→ Source document:
......

Patient positioned on a phase II prototype iteration and ready for CT-scanning.
Close-up of the latest prototype iteration.
Phase III prototype iteration positioned on the treatment machine.
Collection of sketches throughout the project.
A breastboard is a device used for radiotherapy of breast cancer. Currently available devices have several limitations and are very uncomfortable. This new design ensures better comfort, patient positioning and beam access, which improves medical performance.
Prone radiotherapy allows decreasing skin toxicity, lowers the risk of lung cancer induction and cardiac damage compared to supine treatment. The currently available prone breast boards are suited for breast irradiation but not for lymph node irradiation because device parts which support the patient restricts favourable beam paths. Seeing this project, I had a strong interest of designing something that could help women with breast cancer. Improving comfort, helping people, making the treatment less painful and establishing a treatment solution with better prognosis and medical results were the biggest design challenges that motivated me.

......

→ Records provided:
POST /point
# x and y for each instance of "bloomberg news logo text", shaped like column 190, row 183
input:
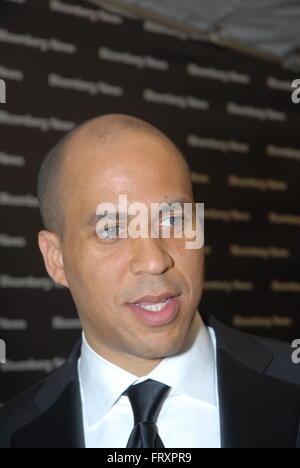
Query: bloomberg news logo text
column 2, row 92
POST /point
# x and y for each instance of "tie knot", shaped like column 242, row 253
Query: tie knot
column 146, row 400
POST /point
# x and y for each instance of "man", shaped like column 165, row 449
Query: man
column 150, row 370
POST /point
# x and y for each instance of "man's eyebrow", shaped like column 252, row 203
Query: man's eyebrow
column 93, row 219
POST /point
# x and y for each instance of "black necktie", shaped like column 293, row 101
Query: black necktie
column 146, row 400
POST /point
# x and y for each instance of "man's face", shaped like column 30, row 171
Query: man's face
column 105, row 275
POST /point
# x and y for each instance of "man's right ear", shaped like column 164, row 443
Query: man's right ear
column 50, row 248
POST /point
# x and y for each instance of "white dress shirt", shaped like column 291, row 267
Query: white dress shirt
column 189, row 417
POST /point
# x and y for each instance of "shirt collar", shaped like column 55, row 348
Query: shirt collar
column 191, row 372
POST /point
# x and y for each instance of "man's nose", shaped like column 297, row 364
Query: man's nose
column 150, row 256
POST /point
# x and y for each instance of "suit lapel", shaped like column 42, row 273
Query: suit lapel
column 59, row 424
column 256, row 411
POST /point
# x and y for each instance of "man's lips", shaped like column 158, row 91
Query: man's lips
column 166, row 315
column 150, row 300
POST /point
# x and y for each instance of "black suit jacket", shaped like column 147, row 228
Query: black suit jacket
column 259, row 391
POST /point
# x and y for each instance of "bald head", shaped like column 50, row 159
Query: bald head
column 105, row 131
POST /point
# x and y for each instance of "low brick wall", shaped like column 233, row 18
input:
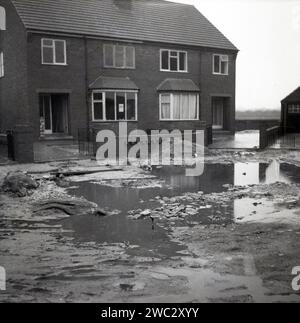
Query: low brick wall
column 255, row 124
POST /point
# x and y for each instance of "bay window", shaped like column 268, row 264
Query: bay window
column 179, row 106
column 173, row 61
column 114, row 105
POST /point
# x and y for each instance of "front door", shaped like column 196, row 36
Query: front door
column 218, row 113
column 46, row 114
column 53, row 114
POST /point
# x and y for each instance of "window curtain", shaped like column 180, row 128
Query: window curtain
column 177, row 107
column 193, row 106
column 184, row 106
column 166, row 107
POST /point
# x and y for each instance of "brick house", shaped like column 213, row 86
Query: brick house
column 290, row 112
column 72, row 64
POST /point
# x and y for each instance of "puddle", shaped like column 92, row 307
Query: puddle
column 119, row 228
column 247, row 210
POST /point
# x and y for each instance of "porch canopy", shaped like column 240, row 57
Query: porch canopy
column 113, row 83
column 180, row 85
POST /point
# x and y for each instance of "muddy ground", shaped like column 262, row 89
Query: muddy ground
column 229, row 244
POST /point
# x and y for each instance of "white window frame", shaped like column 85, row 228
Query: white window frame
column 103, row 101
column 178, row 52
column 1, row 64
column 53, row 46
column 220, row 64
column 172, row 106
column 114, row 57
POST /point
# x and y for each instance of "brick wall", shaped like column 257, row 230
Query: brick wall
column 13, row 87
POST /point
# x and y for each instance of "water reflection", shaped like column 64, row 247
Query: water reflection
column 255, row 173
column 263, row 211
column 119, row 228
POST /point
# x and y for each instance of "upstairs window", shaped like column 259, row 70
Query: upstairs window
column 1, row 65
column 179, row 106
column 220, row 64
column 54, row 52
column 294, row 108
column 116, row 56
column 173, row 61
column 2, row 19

......

→ Tasks:
1. From the breastboard text above, extract the passage from "A breastboard is" to "improves medical performance.".
2. Translate this sentence from the breastboard text into Spanish: "A breastboard is a device used for radiotherapy of breast cancer."
3. According to the breastboard text, why are the currently available prone breast boards not suited for lymph node irradiation?

→ Answers by item number:
1.
A breastboard is a device used for radiotherapy of breast cancer. Currently available devices have several limitations and are very uncomfortable. This new design ensures better comfort, patient positioning and beam access, which improves medical performance.

2. Un breastboard es un dispositivo que se utiliza para la radioterapia del cáncer de mama.

3. The device parts that support the patient restrict favorable beam paths.